Membongkar Akar Masalah Keterlambatan Proyek EPC di Indonesia: Antara Biaya Terendah dan Kualitas Perencanaan

Dipublikasikan oleh Wafa Nailul Izza

31 Mei 2025, 08.27

Pexels.com

Mengapa Proyek EPC Rentan Terlambat di Indonesia?

 

Proyek EPC (Engineering, Procurement, and Construction) menjadi andalan dalam pembangunan infrastruktur skala besar di Indonesia, terutama dalam sektor industri pupuk milik BUMN. Model ini menjanjikan efisiensi melalui paket kerja terintegrasi. Namun, janji manis ini seringkali tidak terealisasi. Studi Sarwani dkk. mengungkap bahwa 90% proyek EPC pada periode 2010–2020 mengalami keterlambatan signifikan, meskipun telah menggunakan praktik terbaik dari proyek sebelumnya.

_Tugas yang Dikerjakan_
[a] Jawab pertanyaan berikut berdasarkan artikel tentang proyek EPC.
(i) Siapa yang memublikasikan artikel ini?
(ii) Di sektor apa proyek EPC terutama menjadi andalan?
(iii) Menurut studi Sarwani dkk., berapa persen proyek EPC pada periode 2010–2020 yang mengalami keterlambatan signifikan?
[b] Tuliskan kembali tanpa perubahan bagian artikel tentang proyek EPC di antara "Dipublikasikan oleh Wafa" dan "dari proyek sebelumnya.", termasuk kedua bagian itu.

(Baris dataset tentang letak objek)

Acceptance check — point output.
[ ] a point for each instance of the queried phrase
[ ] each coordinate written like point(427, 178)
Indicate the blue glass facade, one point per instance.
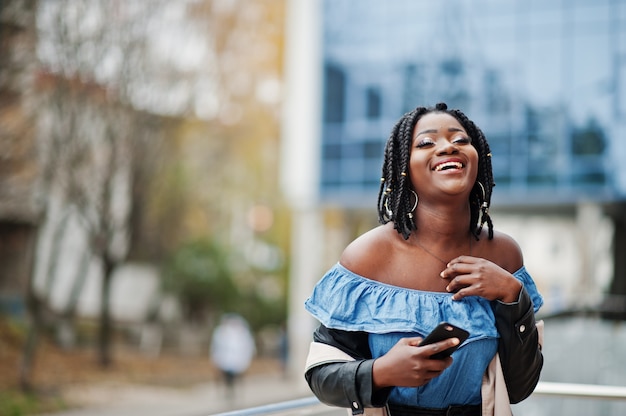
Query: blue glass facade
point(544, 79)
---
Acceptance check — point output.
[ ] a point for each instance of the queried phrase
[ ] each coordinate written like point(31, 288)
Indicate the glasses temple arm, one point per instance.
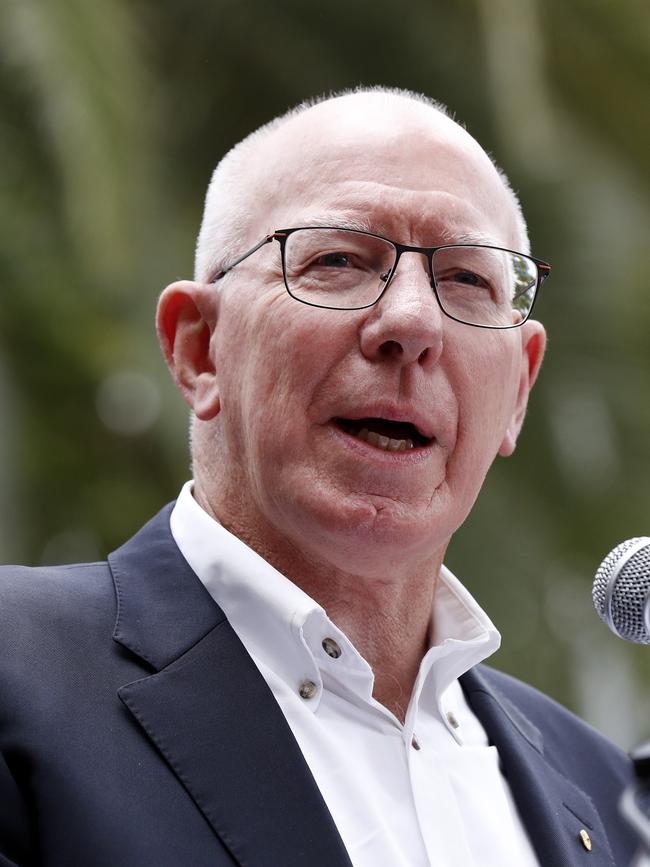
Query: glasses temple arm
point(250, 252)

_Jawaban Lengkap_
[a]
(i) Wafa Nailul Izza.
(ii) Sektor industri pupuk milik BUMN.
(iii) 90%.

[b]
Dipublikasikan oleh Wafa Nailul Izza

31 Mei 2025, 08.27

Pexels.com

Mengapa Proyek EPC Rentan Terlambat di Indonesia?

 

Proyek EPC (Engineering, Procurement, and Construction) menjadi andalan dalam pembangunan infrastruktur skala besar di Indonesia, terutama dalam sektor industri pupuk milik BUMN. Model ini menjanjikan efisiensi melalui paket kerja terintegrasi. Namun, janji manis ini seringkali tidak terealisasi. Studi Sarwani dkk. mengungkap bahwa 90% proyek EPC pada periode 2010–2020 mengalami keterlambatan signifikan, meskipun telah menggunakan praktik terbaik dari proyek sebelumnya.